TASK DETAILS:
Give the records again in full, exactly as they appear, but without the pictures.

Dataset entries:

········

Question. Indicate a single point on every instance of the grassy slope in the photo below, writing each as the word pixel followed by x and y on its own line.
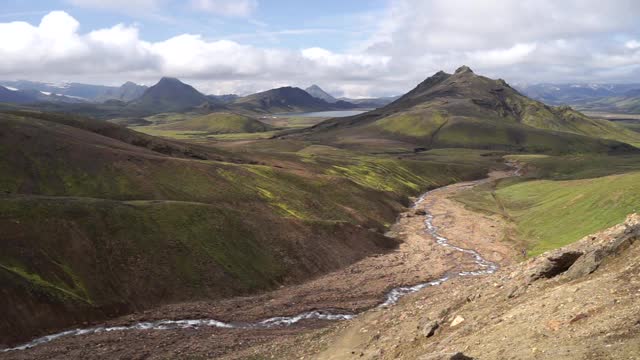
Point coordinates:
pixel 93 225
pixel 578 196
pixel 470 111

········

RESULT BELOW:
Question. Indicate a single point on every instance of the grassy slope in the photo below, writing each as the word pixel followed by x and y on its own line.
Point coordinates:
pixel 93 225
pixel 578 196
pixel 470 111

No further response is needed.